Prompt = Reproduce every one of the records below word for word, leaving out the pictures.

-- Start of Data to use --

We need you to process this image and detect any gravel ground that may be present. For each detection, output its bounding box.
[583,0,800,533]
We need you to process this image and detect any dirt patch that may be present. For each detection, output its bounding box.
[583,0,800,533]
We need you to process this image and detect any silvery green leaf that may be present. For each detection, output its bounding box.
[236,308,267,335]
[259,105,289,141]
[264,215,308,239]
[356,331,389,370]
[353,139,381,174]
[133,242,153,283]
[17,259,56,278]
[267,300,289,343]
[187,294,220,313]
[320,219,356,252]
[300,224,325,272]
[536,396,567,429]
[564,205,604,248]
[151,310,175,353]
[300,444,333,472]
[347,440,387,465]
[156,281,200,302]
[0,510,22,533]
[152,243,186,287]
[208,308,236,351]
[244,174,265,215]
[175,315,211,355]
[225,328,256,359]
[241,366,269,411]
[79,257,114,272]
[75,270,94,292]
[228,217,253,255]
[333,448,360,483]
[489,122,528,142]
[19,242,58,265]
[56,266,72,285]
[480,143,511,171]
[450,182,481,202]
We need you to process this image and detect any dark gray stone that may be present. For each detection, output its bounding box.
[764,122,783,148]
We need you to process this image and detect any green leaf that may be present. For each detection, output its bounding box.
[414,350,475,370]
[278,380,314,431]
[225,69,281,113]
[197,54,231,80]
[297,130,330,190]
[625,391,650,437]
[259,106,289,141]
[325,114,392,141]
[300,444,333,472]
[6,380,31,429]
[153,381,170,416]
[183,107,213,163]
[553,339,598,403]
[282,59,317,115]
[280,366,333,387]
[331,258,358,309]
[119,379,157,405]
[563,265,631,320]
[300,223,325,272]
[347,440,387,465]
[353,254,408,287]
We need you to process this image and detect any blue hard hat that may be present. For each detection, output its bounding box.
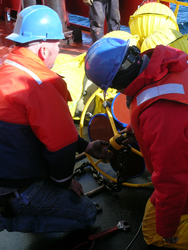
[6,5,64,43]
[85,37,130,90]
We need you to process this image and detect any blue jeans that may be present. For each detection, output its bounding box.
[0,181,97,233]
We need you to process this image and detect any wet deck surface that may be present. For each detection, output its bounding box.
[0,18,153,250]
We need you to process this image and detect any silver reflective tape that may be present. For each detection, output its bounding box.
[5,59,42,85]
[50,175,73,183]
[136,83,185,106]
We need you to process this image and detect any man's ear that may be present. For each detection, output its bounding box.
[38,46,48,61]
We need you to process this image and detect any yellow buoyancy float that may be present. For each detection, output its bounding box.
[104,30,141,49]
[129,2,179,42]
[141,28,188,53]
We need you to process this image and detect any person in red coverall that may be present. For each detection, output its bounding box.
[85,38,188,250]
[0,5,110,233]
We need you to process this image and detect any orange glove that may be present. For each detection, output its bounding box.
[83,0,93,6]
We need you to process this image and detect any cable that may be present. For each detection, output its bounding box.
[125,222,142,250]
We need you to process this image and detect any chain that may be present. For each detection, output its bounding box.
[73,162,124,192]
[91,166,121,192]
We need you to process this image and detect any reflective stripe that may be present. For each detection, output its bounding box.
[5,59,42,85]
[50,175,73,183]
[136,83,185,106]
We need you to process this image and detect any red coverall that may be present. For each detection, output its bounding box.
[124,45,188,249]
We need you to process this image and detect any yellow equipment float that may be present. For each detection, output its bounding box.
[129,2,179,43]
[53,0,188,187]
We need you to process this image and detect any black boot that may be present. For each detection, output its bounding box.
[148,245,177,250]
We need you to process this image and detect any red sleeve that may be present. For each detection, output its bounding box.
[139,100,188,237]
[26,78,78,152]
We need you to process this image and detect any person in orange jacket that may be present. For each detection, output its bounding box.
[0,5,110,233]
[83,0,121,43]
[85,38,188,250]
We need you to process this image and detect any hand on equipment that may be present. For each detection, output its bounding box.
[119,128,136,146]
[83,0,93,6]
[68,179,84,197]
[163,237,179,244]
[85,140,113,160]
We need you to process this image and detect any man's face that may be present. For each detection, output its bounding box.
[45,41,60,69]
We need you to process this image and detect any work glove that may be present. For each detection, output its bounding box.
[83,0,93,6]
[118,128,136,146]
[163,237,179,244]
[85,140,113,160]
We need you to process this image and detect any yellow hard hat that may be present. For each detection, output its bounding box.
[168,35,188,54]
[129,2,179,42]
[140,28,188,53]
[103,30,141,49]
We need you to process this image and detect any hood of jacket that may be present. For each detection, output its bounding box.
[124,45,188,97]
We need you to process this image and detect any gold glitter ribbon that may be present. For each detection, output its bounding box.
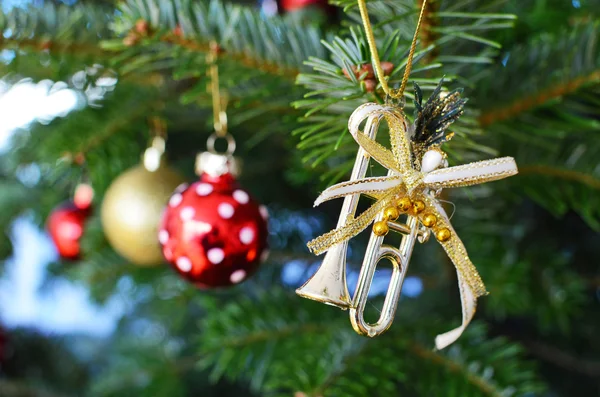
[307,103,518,349]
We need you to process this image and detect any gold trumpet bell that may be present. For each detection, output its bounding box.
[296,242,351,310]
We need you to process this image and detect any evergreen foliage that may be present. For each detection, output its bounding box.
[0,0,600,397]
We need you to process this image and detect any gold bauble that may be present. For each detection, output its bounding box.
[373,221,390,236]
[435,227,452,242]
[383,207,400,221]
[101,161,183,266]
[396,196,412,212]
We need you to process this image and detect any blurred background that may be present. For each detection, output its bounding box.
[0,0,600,397]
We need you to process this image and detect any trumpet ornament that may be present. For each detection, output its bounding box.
[296,82,517,349]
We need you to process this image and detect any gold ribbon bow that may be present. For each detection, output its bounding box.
[308,103,518,349]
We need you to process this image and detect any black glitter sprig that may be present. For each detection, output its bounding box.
[411,79,467,151]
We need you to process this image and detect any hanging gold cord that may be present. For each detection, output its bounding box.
[206,41,227,137]
[358,0,427,99]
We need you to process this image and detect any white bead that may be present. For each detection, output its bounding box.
[169,193,183,208]
[258,205,269,221]
[206,248,225,265]
[233,190,250,204]
[229,269,246,284]
[158,229,169,245]
[217,203,235,219]
[179,207,196,221]
[421,150,444,172]
[176,256,192,272]
[196,183,213,196]
[240,226,254,244]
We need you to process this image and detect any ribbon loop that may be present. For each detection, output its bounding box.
[307,103,518,349]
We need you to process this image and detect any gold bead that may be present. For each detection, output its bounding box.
[383,207,400,221]
[435,227,452,242]
[396,197,412,212]
[413,200,425,214]
[373,221,390,236]
[422,214,437,227]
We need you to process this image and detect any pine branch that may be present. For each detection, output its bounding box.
[105,0,323,79]
[0,379,67,397]
[409,343,503,397]
[519,165,600,189]
[477,20,600,117]
[479,70,600,127]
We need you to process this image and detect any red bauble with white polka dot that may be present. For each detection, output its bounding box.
[47,184,94,260]
[158,150,267,288]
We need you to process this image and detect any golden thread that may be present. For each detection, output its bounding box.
[206,41,227,137]
[358,0,427,99]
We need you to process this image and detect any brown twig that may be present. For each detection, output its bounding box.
[479,70,600,127]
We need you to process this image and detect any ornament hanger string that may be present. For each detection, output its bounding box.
[358,0,427,103]
[206,41,228,138]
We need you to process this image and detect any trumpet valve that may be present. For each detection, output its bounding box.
[383,207,400,221]
[396,196,412,212]
[373,221,390,237]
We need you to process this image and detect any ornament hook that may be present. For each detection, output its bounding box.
[206,133,236,156]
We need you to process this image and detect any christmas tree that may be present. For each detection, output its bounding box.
[0,0,600,397]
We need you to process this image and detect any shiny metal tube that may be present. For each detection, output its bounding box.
[296,113,381,310]
[350,214,419,337]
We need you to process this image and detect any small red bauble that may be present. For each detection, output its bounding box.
[47,184,94,260]
[48,202,91,260]
[158,173,267,288]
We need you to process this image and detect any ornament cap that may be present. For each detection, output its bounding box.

-- End of Data to use --

Exercise output =
We need you to process this image and detect any gravel ground that may be present. For each detection, output its bounding box.
[583,0,800,533]
We need you to process this image and detect any dirt patch that may be present. For each detection, output its bounding box.
[583,0,800,533]
We need you to process this image and detect any silvery green leaf that may be present. For each detection, output its bounding box.
[236,308,267,335]
[259,105,289,141]
[264,215,308,239]
[356,331,389,370]
[353,139,381,174]
[133,242,153,283]
[17,259,56,278]
[267,300,289,343]
[187,294,220,313]
[320,219,356,252]
[300,224,325,272]
[536,396,567,429]
[564,205,604,248]
[151,310,175,353]
[300,444,333,472]
[347,440,387,465]
[156,281,200,302]
[0,510,22,533]
[152,243,186,287]
[208,308,236,351]
[244,174,265,215]
[175,315,211,355]
[225,328,256,359]
[241,366,269,411]
[79,257,114,272]
[75,270,94,292]
[228,217,253,255]
[333,448,360,483]
[489,122,528,142]
[19,242,58,265]
[56,266,72,285]
[480,143,511,171]
[450,182,481,202]
We need you to process this image and detect any dark gray stone that may be present. For each detection, output its bounding box.
[764,122,783,148]
We need you to process this image and detect any green leaf that may be present. For each detection, output its bounding box.
[414,350,475,370]
[278,380,314,431]
[225,69,281,113]
[197,54,231,80]
[297,130,330,190]
[625,391,650,437]
[259,106,289,141]
[325,114,392,141]
[300,444,333,472]
[6,380,31,429]
[153,381,170,416]
[183,107,213,163]
[553,339,598,403]
[282,59,317,115]
[280,366,333,387]
[331,258,358,309]
[119,379,157,405]
[563,265,631,320]
[300,223,325,272]
[347,440,387,465]
[353,254,408,287]
We need you to process this image and detect any blue hard hat that may be present. For each detection, output its bounding box.
[6,5,64,43]
[85,37,130,90]
We need you to process this image and detect any blue jeans that may be present. For each detection, output its bounding box.
[0,181,97,233]
We need you to process this image and detect any wet deck surface that may be present. For each detection, output its bounding box.
[0,18,153,250]
We need you to process this image and detect any silver reflective tape that may be present. For each detection, output its bounding box.
[5,59,42,85]
[50,175,73,183]
[136,83,185,106]
We need you to process this image and detect any man's ear that may be present. For each detection, output its bounding box.
[38,46,48,61]
We need you to process this image and detect any yellow buoyancy float that may be present. For each detection, output its bounding box.
[104,30,141,49]
[129,2,179,42]
[141,28,188,53]
We need you to process this image and detect any person in red coverall that may be present. For each detection, output its bounding box.
[85,38,188,250]
[0,5,110,233]
We need you to process this image and detect any orange glove that may be present. For each detection, output its bounding box.
[83,0,93,6]
We need you to process this image and detect any cable that may be present. For each detection, output its bounding box.
[125,222,142,250]
We need you to process this image and detect any chain that may be present. For each detection, output its bounding box.
[73,162,124,192]
[91,166,121,192]
We need you to process this image and detect any reflective stripe that may be present. For each detection, output its bounding box.
[5,59,42,85]
[50,175,73,183]
[136,83,185,106]
We need you to process this image and detect any red coverall that may be present. For each detection, output its bounding box.
[124,45,188,249]
We need you to process this image and detect any yellow equipment float that may be present. For each detection, output its bounding box.
[129,2,179,43]
[53,0,188,187]
We need you to process this image and detect any black boot that may be present. For each detection, output its bounding box.
[148,245,177,250]
We need you to process this image and detect any red sleeve that may be present. For each detection, output its bounding box.
[139,100,188,237]
[26,78,78,152]
We need you to process this image and detect any person in orange jacket that may be present. For each detection, output its bounding box.
[0,5,110,233]
[83,0,121,43]
[85,38,188,250]
We need you to process this image and detect any hand on equipment that may be present. For each detection, output its bounding box.
[119,128,136,146]
[83,0,93,6]
[68,179,84,197]
[163,237,179,244]
[85,140,113,160]
We need you to process this image and detect any man's face that may be present. For each detection, output its bounding box.
[45,41,60,69]
We need you to process this image and detect any work glove that may be present. For each detection, output its bounding box.
[83,0,93,6]
[118,128,136,146]
[163,237,179,244]
[85,140,113,160]
We need you to process this image and detect any yellow hard hat that may be present. For each detection, output its bounding box.
[168,35,188,54]
[129,2,179,42]
[140,28,188,53]
[103,30,141,49]
We need you to process this image and detect any hood of jacket that may be present. For each detection, output its bounding box.
[124,45,188,97]
We need you to process this image and detect any gold glitter ribbon that may be present. For each detection, output its bounding box.
[307,103,518,349]
We need you to process this image and detect any gold trumpet bell that may be present. For each detection, output its bounding box.
[296,242,351,310]
We need you to process this image and detect any evergreen foliage that may be present. For each detection, output its bounding box.
[0,0,600,397]
We need you to process this image and detect any gold bauble that may be present. For each detection, output its bounding box.
[373,221,390,236]
[435,227,452,242]
[383,207,400,221]
[101,161,183,266]
[396,196,412,212]
We need you to process this image and detect any blurred background that may be present. For each detection, output its bounding box.
[0,0,600,397]
We need you to process this image and detect any trumpet ornament that may be present. For each detection, output its bounding box.
[296,82,517,349]
We need you to process this image and detect any gold ribbon bow that may be present. For each detection, output its bounding box.
[308,103,518,349]
We need you to process this image and detect any black glitter sprig that may be present. For each detection, output its bounding box.
[411,79,467,151]
We need you to process this image and detect any hanging gold cord that may be present. For each detection, output its bounding box.
[206,41,227,137]
[358,0,427,99]
We need you to process this image and detect any white bead that may be present. For each detection, output its bounding box.
[169,193,183,208]
[258,205,269,221]
[206,248,225,265]
[233,190,250,204]
[229,269,246,284]
[158,229,169,245]
[217,203,235,219]
[179,207,196,221]
[421,150,444,172]
[176,256,192,272]
[196,183,213,196]
[240,226,254,244]
We need you to process this image and detect any ribbon loop that may be present. For each detection, output its bounding box.
[307,103,518,349]
We need you to process this image and detect any gold bead that may be present. For each detection, output its bounding box.
[383,207,400,221]
[435,227,452,242]
[396,197,412,212]
[413,200,425,214]
[373,221,390,236]
[422,214,437,227]
We need you to process this image and detect any pine branch that may be present. For each detection, output its bounding box.
[105,0,323,79]
[0,379,67,397]
[409,343,503,397]
[519,165,600,189]
[477,20,600,117]
[479,70,600,127]
We need you to process this image and detect any red bauble with white polka dot that may be present. For each detection, output its bounding box.
[47,184,94,260]
[158,150,267,288]
We need you to process this image and detect any golden thread that may be present. For each detection, output its bounding box.
[206,41,227,137]
[358,0,427,99]
We need you to process this image and detect any brown twig that may be present. For each detection, output its bounding box.
[479,70,600,127]
We need you to process this image and detect any ornament hanger string that may be present. For each detection, output its bounding box.
[358,0,427,103]
[206,41,228,138]
We need you to process this image and detect any trumpet valve that may be present. For each detection, output its bounding box.
[383,207,400,221]
[396,196,412,212]
[373,221,390,237]
We need you to process this image and detect any ornament hook that may be present. For each detection, output its bounding box.
[206,133,236,156]
We need you to process this image and detect any christmas tree that may be present. For each detection, output its bounding box.
[0,0,600,397]
We need you to process this image and detect any shiny metal tube that may be present. For each detection, output its bounding box.
[296,113,381,310]
[350,214,419,337]
We need you to process this image and detect any small red bauble that may be present. For each detection, output its bounding box.
[47,184,94,260]
[48,202,91,260]
[158,173,267,288]
We need you to process this image and detect any ornament cap that may be present. For each detection, output its bounding box.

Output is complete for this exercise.